Stated problem:
Retype the whole listing, please, keeping every line exact and dropping the pictures.

Data:
·····

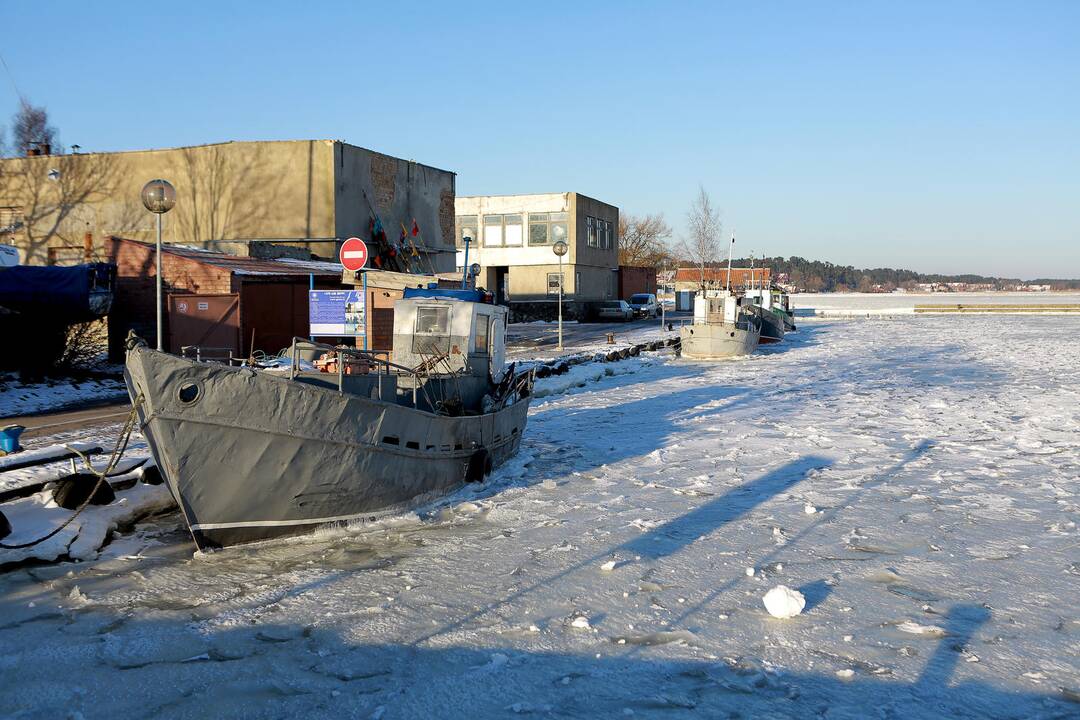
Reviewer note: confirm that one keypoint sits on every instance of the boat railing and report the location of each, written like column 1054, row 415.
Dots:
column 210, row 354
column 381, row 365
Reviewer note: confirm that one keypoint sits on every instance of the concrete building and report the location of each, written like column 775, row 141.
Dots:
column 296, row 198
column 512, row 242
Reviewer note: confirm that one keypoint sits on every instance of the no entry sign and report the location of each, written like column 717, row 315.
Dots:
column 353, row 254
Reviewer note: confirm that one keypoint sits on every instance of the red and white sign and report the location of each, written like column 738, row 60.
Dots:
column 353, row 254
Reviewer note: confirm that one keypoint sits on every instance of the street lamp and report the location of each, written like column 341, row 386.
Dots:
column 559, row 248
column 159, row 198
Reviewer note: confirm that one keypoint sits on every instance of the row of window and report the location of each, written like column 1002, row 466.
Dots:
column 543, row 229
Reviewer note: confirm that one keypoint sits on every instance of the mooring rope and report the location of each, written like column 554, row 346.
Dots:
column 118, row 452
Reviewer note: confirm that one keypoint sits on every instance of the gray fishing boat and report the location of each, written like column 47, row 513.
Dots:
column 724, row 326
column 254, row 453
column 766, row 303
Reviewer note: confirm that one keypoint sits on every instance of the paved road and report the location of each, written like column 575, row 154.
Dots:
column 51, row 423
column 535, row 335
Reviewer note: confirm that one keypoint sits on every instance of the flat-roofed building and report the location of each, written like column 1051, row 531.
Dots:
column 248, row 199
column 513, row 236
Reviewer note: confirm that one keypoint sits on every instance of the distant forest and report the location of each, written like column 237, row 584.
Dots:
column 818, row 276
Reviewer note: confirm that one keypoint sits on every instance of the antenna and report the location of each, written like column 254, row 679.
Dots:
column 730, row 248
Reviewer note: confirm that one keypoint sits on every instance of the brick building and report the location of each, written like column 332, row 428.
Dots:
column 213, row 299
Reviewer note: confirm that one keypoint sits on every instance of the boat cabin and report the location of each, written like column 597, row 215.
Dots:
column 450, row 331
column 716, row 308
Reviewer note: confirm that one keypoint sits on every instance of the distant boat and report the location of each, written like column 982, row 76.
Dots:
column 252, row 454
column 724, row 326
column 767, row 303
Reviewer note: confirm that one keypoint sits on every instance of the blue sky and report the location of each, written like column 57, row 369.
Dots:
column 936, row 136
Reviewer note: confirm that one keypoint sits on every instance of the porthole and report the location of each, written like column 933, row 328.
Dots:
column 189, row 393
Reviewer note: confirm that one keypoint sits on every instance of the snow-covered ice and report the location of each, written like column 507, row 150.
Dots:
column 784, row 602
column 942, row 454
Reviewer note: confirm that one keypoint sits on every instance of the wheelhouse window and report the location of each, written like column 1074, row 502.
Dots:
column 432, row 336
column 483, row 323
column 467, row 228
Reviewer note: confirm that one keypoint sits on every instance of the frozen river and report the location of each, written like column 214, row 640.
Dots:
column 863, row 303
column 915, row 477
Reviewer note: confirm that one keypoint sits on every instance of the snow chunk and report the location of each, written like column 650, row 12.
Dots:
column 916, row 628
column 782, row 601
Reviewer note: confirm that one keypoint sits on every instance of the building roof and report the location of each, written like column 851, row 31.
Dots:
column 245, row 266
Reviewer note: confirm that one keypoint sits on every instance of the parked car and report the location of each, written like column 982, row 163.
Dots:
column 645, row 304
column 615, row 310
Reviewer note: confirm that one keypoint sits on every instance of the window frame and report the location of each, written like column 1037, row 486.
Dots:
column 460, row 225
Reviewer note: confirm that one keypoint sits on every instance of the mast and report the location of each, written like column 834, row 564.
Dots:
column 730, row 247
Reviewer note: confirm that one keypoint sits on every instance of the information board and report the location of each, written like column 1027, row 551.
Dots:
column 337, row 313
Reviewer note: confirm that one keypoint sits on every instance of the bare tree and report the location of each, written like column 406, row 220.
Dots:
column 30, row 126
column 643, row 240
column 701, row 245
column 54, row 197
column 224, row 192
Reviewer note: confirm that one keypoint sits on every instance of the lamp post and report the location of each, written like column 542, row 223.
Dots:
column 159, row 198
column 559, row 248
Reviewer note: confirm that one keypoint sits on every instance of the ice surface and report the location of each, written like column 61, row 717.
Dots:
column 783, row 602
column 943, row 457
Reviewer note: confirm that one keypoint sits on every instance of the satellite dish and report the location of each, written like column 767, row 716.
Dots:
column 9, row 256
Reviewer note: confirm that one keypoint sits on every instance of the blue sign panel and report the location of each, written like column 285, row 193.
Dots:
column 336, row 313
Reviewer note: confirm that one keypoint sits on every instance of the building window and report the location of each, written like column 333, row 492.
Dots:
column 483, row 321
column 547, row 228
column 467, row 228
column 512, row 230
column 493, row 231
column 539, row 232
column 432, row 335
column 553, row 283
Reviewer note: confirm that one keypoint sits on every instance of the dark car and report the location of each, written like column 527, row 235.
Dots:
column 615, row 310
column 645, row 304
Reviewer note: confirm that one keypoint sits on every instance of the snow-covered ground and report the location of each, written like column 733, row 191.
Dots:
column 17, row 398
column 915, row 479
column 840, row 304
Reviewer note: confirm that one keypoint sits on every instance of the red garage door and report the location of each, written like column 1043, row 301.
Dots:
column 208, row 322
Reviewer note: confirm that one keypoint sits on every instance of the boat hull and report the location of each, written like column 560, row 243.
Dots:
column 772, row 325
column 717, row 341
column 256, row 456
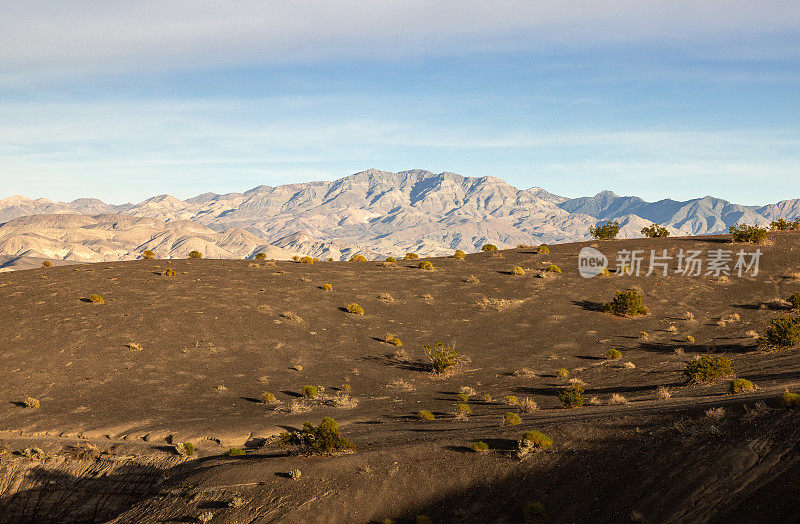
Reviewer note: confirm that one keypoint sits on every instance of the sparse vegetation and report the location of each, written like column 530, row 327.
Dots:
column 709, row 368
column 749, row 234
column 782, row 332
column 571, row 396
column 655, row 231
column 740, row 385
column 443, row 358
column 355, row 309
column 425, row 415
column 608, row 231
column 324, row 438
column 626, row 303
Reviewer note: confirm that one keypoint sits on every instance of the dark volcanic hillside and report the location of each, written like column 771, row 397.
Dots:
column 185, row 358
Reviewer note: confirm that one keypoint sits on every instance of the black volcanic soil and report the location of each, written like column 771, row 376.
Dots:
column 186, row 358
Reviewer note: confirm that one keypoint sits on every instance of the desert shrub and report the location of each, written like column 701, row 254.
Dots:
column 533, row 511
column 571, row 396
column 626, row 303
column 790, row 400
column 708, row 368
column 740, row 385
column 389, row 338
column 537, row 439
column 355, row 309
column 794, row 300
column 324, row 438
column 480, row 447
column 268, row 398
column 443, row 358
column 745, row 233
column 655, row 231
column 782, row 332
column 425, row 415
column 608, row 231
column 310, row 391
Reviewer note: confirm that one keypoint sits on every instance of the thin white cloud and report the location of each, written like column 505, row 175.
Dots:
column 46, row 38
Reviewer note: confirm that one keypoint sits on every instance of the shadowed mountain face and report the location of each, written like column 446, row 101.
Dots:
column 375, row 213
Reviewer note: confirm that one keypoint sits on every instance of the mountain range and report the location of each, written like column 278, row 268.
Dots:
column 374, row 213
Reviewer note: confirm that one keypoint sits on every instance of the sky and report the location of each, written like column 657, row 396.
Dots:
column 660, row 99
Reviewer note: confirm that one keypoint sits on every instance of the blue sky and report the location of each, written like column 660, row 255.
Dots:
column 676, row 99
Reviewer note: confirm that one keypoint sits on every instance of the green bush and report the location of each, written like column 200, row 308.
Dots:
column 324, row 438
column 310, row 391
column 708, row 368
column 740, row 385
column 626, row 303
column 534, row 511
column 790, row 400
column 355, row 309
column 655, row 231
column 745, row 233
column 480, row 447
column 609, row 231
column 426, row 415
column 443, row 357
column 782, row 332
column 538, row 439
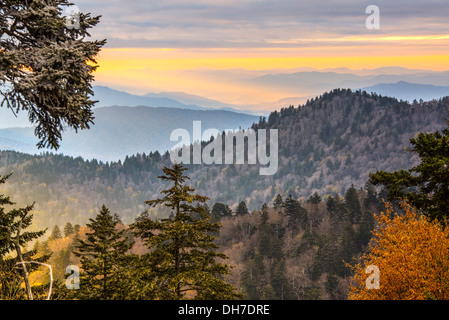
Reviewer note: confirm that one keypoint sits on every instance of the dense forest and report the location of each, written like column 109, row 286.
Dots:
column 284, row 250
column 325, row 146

·····

The answer:
Reviewer note: confirm that one keypoint sits on every instance of the boat railing and report the location of each, written like column 1054, row 415.
Dots:
column 210, row 354
column 381, row 365
Reviewer note: confirm that one keypoint sits on every instance of the concrete building and report the location of each, written like column 775, row 141.
Dots:
column 296, row 198
column 512, row 242
Reviewer note: confirm that one keypoint sits on every instance of the no entry sign and report the location of each, written like column 717, row 315.
Dots:
column 353, row 254
Reviewer note: confirm that one keypoint sits on every instance of the red and white sign and report the location of each, written like column 738, row 60.
Dots:
column 353, row 254
Reviewer note: confirm that one keypoint sits on every instance of the street lamp and report the location of each, written like column 341, row 386.
Dots:
column 559, row 248
column 159, row 198
Reviewer note: confirm that one keypoint sits on every instance of the row of window and report the location of each, written like column 1002, row 466.
Dots:
column 543, row 229
Reviewer note: confirm that one keypoint sits on every instance of the mooring rope and report the location of each, written like column 554, row 346.
Dots:
column 118, row 452
Reviewer note: confirm that one keypoint sits on every instance of the gray fishing boat and report the location of each, written like column 47, row 513.
Dots:
column 724, row 326
column 254, row 453
column 766, row 303
Reviewer note: confirm that one keypoint sits on every instance of the paved road and report the location of each, written like column 575, row 154.
Dots:
column 51, row 423
column 535, row 335
Reviewer note: confirm that one keypoint sits on every instance of the flat-roofed building and report the location of each, written like column 1051, row 531.
Dots:
column 248, row 199
column 513, row 236
Reviewer note: confirm that one keypoint sits on every instance of the distant forest and report the location of each, written like column 237, row 584.
Dots:
column 818, row 276
Reviewer note: confirm that one keypoint sits on every instance of the antenna and report the location of each, written like column 254, row 679.
Dots:
column 730, row 248
Reviewer note: confirm that one keypoint sits on every instance of the brick building and report the location of each, written like column 332, row 428.
Dots:
column 213, row 299
Reviewer note: confirm that one keypoint sits on every instance of the boat cabin and report the location of each, written like column 597, row 215.
Dots:
column 450, row 331
column 716, row 308
Reviewer note: confirm that one keypoint sits on every instance of the distant boat and report the location of each, written like column 982, row 76.
Dots:
column 252, row 454
column 724, row 326
column 767, row 303
Reviewer note: confirm that one keypoint sits on every instance of the blue sky and report the location of each, written like column 57, row 369.
Dots:
column 936, row 136
Reviewer note: confirm that one keypoint sits on every instance of the porthole and report the location of each, written like column 933, row 328.
Dots:
column 189, row 393
Reviewer note: confirm that one keypoint sits on every instance of the snow-covered ice and report the location of each, written like column 507, row 150.
Dots:
column 784, row 602
column 942, row 454
Reviewer note: confirm that one keypoint sits on every instance of the wheelhouse window and report the location of each, written like column 1074, row 502.
Dots:
column 432, row 336
column 483, row 323
column 467, row 228
Reviewer note: confirm that one keypoint sits on every instance of the frozen river and report the location of each, written like column 214, row 640.
Dots:
column 863, row 303
column 915, row 477
Reviewer note: confirm that one keypoint sits on every instance of the snow chunk and report the location of each, written like column 650, row 12.
Dots:
column 916, row 628
column 782, row 601
Reviewer note: confirm that one keypoint sits on every instance of the building roof and report the location of each, written like column 851, row 31.
Dots:
column 245, row 266
Reviewer note: confirm that one keypoint sits on every instance of the parked car and report the location of each, written like column 982, row 163.
Dots:
column 645, row 304
column 615, row 310
Reviewer note: confirm that one keypoint sits on every instance of the window frame and report the location of each, written like column 1037, row 486.
Dots:
column 460, row 225
Reviewer note: confirm that one keypoint sits on every instance of the mast and report the location of each, written like column 834, row 564.
Dots:
column 730, row 247
Reviewer note: confirm that one keypoint sits on every instance of the information board and report the location of each, written like column 1027, row 551.
Dots:
column 337, row 313
Reviewer note: confirm that one keypoint sits on every instance of the bare tree and report the location of each, written like column 406, row 220.
Dots:
column 30, row 126
column 643, row 240
column 701, row 245
column 54, row 197
column 224, row 192
Reviewer note: confirm that one keypoint sits on every instance of the lamp post and report the location of each, written like column 542, row 223.
Dots:
column 159, row 198
column 559, row 248
Reviewer note: confirm that one keypoint sits on every instance of the ice surface and report the location of each, written like column 61, row 717.
Dots:
column 783, row 602
column 943, row 457
Reviewer note: confirm that one keypoint sits on every instance of the satellite dish and report the location of each, written like column 767, row 716.
Dots:
column 9, row 256
Reviewer note: confirm that one keypoint sits on every instance of the blue sign panel and report the location of each, written like column 285, row 193.
Dots:
column 336, row 313
Reviewer note: confirm that one keypoint sits on every instance of the building window and report the location of each, written like column 333, row 492.
Dots:
column 483, row 321
column 547, row 228
column 467, row 228
column 512, row 230
column 493, row 231
column 539, row 232
column 432, row 335
column 553, row 283
Reviewer note: confirm that one keypoint sits on every instance of the dark car and report the location of each, written like column 527, row 235.
Dots:
column 615, row 310
column 645, row 304
Reviewer note: confirm that one keypoint sits on every instance of the snow-covered ground and report the location of each, written like column 733, row 191.
Dots:
column 17, row 398
column 915, row 479
column 840, row 304
Reviewer note: confirm that one keypoint sits on every instance of the red garage door and report the location of each, written like column 1043, row 301.
Dots:
column 208, row 322
Reviewer note: confirm that one keypoint sits on every instance of the boat hull and report the location of each, written like column 560, row 243.
Dots:
column 772, row 325
column 717, row 341
column 256, row 456
Reviewer note: confirm that one keypoint sits on every instance of the sparse vegetation and report the location of each, written like column 530, row 327.
Dots:
column 709, row 368
column 749, row 234
column 782, row 332
column 571, row 396
column 655, row 231
column 740, row 385
column 443, row 358
column 355, row 309
column 425, row 415
column 608, row 231
column 324, row 438
column 626, row 303
Reviewer note: confirm that one keypoint sits on every instance of the dark volcanic hillside and report the location of each, written like column 771, row 397.
Dots:
column 185, row 358
Reviewer note: confirm that one keypoint sits on every instance of the black volcanic soil and report the location of each, written like column 771, row 376.
Dots:
column 186, row 358
Reviewer note: confirm that one keypoint sits on every instance of the desert shrub and report the location of each, written like column 701, row 254.
Dots:
column 533, row 511
column 571, row 396
column 626, row 303
column 790, row 400
column 708, row 368
column 740, row 385
column 389, row 338
column 537, row 439
column 355, row 309
column 794, row 300
column 324, row 438
column 480, row 447
column 268, row 398
column 443, row 358
column 745, row 233
column 655, row 231
column 782, row 332
column 425, row 415
column 608, row 231
column 310, row 391
Reviewer note: confirm that one keypoint sits on every instance of the thin white cloud and report the location of each, written like column 505, row 175.
Dots:
column 46, row 38
Reviewer note: confirm that one keypoint sits on every instance of the shadowed mountain face and report the location of each, written like column 446, row 101.
Dots:
column 375, row 213
Reviewer note: confirm that one keypoint sits on every instance of the mountain range and report the location of each, written like column 278, row 268.
Dots:
column 374, row 213
Reviewer note: confirm that one keypoint sits on every instance of the sky and report the location of each, written like column 657, row 396.
Dots:
column 660, row 99
Reviewer note: confirm that one keypoint sits on every instance of the blue sky and report the location of each, written like column 660, row 255.
Dots:
column 676, row 99
Reviewer note: confirm that one keypoint sits on every instance of the green bush and report the location of each, written like column 200, row 308.
Dots:
column 324, row 438
column 310, row 391
column 708, row 368
column 740, row 385
column 626, row 303
column 534, row 511
column 790, row 400
column 355, row 309
column 655, row 231
column 745, row 233
column 480, row 447
column 609, row 231
column 426, row 415
column 443, row 357
column 782, row 332
column 538, row 439
Reviewer note: confirm that one keypoint sits on every instance of the dense forest and report the location of each, written like column 109, row 286.
Dots:
column 284, row 250
column 325, row 146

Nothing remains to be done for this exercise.